* Start Record set *
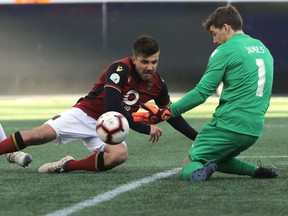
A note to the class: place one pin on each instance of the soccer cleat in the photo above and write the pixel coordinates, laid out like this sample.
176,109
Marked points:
263,172
55,167
21,158
204,173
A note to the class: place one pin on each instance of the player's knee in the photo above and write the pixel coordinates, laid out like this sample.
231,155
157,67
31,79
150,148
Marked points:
114,156
39,135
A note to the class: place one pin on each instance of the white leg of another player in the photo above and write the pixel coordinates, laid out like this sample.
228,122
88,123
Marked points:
20,158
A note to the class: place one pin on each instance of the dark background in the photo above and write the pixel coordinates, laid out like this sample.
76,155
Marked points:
63,48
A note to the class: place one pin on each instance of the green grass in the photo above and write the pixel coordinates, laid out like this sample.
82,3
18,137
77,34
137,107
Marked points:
26,192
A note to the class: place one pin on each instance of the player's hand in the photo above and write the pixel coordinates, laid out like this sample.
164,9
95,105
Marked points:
153,116
155,133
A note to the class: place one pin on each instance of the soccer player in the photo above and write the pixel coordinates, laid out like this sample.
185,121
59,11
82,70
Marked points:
122,87
245,66
21,158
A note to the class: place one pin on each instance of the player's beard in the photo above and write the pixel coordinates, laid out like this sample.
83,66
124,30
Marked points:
147,75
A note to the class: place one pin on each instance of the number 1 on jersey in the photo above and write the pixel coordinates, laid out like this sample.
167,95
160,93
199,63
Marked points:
261,77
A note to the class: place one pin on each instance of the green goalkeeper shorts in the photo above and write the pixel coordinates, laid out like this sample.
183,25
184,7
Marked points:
219,144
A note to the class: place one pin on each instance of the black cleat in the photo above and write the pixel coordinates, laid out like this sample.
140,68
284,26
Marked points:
204,173
262,172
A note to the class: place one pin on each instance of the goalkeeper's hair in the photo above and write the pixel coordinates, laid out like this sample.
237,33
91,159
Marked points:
145,45
224,15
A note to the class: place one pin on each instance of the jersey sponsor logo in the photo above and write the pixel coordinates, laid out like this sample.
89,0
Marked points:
130,99
115,78
119,68
214,52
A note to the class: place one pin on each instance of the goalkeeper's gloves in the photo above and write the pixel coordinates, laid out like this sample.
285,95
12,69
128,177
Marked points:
153,116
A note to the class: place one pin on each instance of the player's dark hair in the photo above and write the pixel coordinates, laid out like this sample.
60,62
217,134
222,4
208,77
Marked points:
224,15
145,45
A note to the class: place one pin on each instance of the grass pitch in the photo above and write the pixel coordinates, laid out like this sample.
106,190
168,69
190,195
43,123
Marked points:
26,192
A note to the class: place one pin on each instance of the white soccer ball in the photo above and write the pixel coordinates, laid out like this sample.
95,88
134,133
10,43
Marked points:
112,127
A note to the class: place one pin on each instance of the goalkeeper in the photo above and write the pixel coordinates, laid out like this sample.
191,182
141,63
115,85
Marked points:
245,66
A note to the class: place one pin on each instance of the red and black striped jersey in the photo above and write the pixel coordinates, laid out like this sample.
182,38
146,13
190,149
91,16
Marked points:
121,89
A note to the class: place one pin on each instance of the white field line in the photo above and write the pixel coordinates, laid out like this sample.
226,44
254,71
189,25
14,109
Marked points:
127,187
113,193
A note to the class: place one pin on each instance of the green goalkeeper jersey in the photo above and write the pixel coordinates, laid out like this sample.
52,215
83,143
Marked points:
245,66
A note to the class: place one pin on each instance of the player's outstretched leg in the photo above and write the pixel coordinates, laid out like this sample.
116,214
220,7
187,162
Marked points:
21,158
266,172
55,167
204,173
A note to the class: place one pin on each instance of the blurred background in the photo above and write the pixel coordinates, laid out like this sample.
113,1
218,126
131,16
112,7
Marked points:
63,48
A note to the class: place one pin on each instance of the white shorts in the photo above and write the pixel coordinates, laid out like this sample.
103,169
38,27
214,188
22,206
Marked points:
74,124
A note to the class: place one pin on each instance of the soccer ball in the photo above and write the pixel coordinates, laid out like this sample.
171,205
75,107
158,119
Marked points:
112,127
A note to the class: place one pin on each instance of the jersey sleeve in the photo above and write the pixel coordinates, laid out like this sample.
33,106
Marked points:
206,87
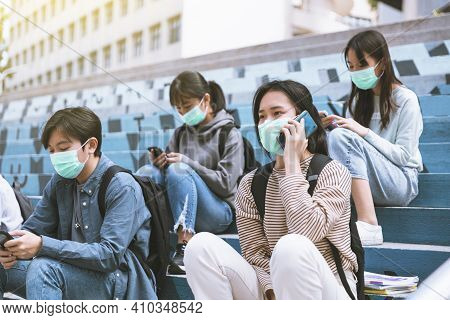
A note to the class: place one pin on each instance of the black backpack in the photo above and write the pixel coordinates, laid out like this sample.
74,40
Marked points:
156,202
318,162
26,207
250,160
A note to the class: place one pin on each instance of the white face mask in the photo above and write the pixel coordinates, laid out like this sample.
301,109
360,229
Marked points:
195,116
66,163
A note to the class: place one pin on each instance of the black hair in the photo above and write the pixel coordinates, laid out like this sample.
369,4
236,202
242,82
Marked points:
191,84
80,123
373,44
300,96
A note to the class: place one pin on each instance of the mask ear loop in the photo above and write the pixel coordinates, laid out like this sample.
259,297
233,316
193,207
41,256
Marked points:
374,68
89,155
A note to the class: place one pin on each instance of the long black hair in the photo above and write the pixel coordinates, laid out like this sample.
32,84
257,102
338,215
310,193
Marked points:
191,84
301,98
373,44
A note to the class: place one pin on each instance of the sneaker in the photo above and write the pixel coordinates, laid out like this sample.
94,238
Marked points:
370,235
176,266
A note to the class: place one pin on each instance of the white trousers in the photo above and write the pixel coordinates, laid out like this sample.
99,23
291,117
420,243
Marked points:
215,270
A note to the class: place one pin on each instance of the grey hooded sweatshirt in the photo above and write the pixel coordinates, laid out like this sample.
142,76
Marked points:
199,146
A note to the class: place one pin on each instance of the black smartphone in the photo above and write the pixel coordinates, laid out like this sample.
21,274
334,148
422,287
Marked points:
4,237
156,151
310,127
* End Record set *
**Set exercise**
Starting with the line that contains "the white trousers", output every line through the end of the listing above, unchanged.

**Worked answer**
A note to the class: place one pin on each instance of the white trousers in the photo above and write the pixel coordinates, laid out like this sample.
99,23
291,117
420,243
Marked points:
215,270
A note to the class: place one pin on each instance of the grey hooded sweatshirt in the photo above and write the pixel coordinates, laid out like this sample.
142,76
Marked points:
199,146
A note to the class: place one pin on each instance of the black smartphone in the photo above and write the pixel coordinates, laid out like this sample.
21,274
334,148
422,287
Marked points:
4,237
156,151
310,127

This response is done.